— start of INPUT RECORDS —

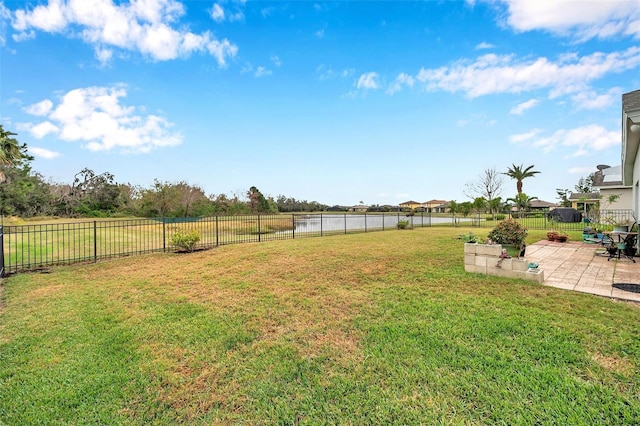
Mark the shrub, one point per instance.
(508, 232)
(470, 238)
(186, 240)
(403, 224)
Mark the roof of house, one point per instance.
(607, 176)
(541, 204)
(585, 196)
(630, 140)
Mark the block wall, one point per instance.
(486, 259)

— end of INPUT RECORDS —
— start of INPUT RECORDS —

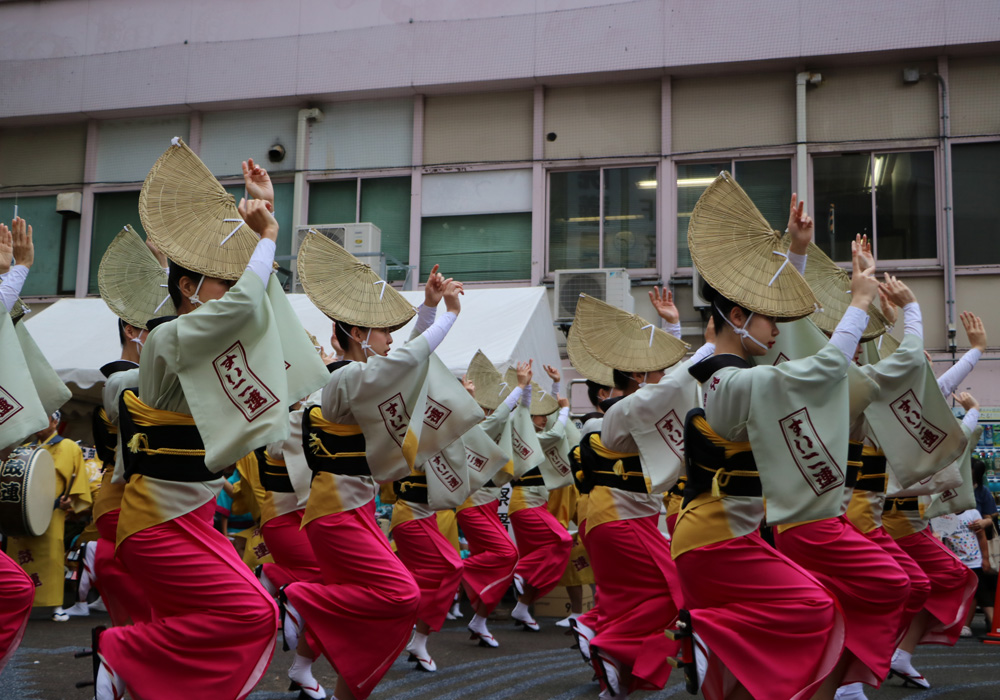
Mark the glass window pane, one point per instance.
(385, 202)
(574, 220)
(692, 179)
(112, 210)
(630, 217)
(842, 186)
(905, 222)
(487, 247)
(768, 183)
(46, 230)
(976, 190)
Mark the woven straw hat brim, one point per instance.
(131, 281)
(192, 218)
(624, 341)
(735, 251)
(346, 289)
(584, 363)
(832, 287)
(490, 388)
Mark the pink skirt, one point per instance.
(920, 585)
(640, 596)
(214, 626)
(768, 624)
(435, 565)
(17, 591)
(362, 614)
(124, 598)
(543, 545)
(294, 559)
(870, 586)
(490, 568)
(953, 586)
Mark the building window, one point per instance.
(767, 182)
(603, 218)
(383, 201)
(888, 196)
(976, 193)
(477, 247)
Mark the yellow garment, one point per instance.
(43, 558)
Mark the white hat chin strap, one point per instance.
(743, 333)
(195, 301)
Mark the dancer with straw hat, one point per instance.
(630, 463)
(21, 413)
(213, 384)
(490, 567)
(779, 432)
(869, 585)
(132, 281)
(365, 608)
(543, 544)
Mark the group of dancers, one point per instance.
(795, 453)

— end of INPUT RECORDS —

How many lines in the items above contain the string "point"? Give only the number.

● **ANSWER TO THIS TASK**:
11